__INSTRUCTION__. Each entry below is to be duplicated verbatim.
** start **
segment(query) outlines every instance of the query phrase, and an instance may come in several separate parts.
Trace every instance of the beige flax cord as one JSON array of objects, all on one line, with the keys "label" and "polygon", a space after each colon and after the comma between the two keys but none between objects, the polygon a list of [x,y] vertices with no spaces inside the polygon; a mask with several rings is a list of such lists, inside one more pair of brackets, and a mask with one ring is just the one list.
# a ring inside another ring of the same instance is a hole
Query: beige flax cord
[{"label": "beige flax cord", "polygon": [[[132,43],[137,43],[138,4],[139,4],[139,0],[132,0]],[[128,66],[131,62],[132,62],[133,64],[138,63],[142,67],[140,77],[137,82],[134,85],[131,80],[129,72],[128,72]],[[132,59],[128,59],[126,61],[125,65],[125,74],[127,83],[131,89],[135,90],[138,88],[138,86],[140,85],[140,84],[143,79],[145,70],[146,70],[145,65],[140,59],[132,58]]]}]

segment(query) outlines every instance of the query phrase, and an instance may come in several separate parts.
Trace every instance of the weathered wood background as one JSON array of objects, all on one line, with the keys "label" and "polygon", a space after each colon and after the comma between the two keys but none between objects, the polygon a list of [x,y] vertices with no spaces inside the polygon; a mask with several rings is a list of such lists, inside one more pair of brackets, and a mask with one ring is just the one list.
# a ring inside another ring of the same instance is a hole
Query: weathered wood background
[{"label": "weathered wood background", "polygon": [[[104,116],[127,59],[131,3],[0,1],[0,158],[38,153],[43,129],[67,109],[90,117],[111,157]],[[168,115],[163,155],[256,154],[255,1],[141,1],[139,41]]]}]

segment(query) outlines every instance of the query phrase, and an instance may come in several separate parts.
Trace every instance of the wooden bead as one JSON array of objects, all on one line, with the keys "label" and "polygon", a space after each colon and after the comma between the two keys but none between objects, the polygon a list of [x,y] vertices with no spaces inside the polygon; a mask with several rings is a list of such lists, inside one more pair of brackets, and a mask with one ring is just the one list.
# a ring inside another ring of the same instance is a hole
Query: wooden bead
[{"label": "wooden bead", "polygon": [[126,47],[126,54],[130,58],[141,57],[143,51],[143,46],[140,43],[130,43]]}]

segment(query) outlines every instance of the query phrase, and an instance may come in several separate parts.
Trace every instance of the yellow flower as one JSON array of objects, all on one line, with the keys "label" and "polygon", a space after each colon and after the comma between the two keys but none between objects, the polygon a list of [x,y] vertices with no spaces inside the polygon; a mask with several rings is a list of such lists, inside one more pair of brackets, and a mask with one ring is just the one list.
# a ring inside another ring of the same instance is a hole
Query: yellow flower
** end **
__RESULT FOR THIS EXERCISE__.
segment(query) outlines every instance of the query phrase, and an instance may come in several separate parts.
Trace every instance of the beige flax cord as one JSON array of objects, all on one line, with the keys "label" and "polygon", a space after each colon and after the comma between the two keys but none between objects, the polygon a list of [x,y] vertices with no spaces inside the polygon; a mask with several rings is a list of such lists, inside one more pair of brackets, and a mask with one ring is just the one list.
# a ring inside another ring of the same instance is a hole
Query: beige flax cord
[{"label": "beige flax cord", "polygon": [[[132,43],[137,43],[138,4],[139,4],[139,0],[132,0]],[[128,66],[131,62],[132,62],[133,64],[138,63],[142,67],[140,77],[137,82],[134,85],[131,80],[129,72],[128,72]],[[132,59],[128,59],[126,61],[125,65],[125,74],[127,83],[131,89],[135,90],[138,88],[138,86],[140,85],[140,84],[143,79],[145,70],[146,70],[145,65],[140,59],[132,58]]]}]

segment(query) outlines every instance of the query phrase, and an instance may come in several separate parts.
Trace every instance of the weathered wood background as one JSON array of objects, all on one line, with the keys "label" and "polygon", a space after each colon and after the comma between the two keys but none between objects, the polygon a list of [x,y] vertices with no spaces inside the polygon; a mask with several rings is a list of such lists, inside one more pair of brackets, and a mask with one ring is just the one list.
# a ring inside another ring of the same instance is a hole
Query: weathered wood background
[{"label": "weathered wood background", "polygon": [[[104,116],[127,59],[131,3],[0,1],[0,158],[38,153],[43,129],[67,109],[90,117],[111,157]],[[168,115],[163,155],[256,154],[255,1],[141,1],[139,41]]]}]

segment(query) outlines every instance of the query phrase, and an instance may come in several separate parts.
Trace every instance of the wooden bead as one JSON array of objects, all on one line, with the keys "label" and "polygon", a space after each colon and after the comma between the two keys but none between objects, the polygon a list of [x,y] vertices with no spaces inside the polygon; a mask with several rings is a list of such lists, inside one more pair of brackets, and a mask with one ring is just the one list.
# a ring inside another ring of the same instance is a hole
Query: wooden bead
[{"label": "wooden bead", "polygon": [[126,47],[126,54],[130,58],[141,57],[143,51],[143,46],[140,43],[130,43]]}]

segment(query) outlines every instance of the query phrase, and an instance may come in several separate parts.
Trace every instance of the yellow flower as one JSON array of objects, all on one line, with the keys "label" and "polygon", a space after each colon and after the comma between the two keys but none between objects, the polygon a list of [x,y] vertices with no spaces inside the polygon; a mask with several rings is a list of such lists, inside one more pair of brackets, and a mask with one ring is just the one list.
# a ring inside another ring of the same instance is a hole
Query: yellow flower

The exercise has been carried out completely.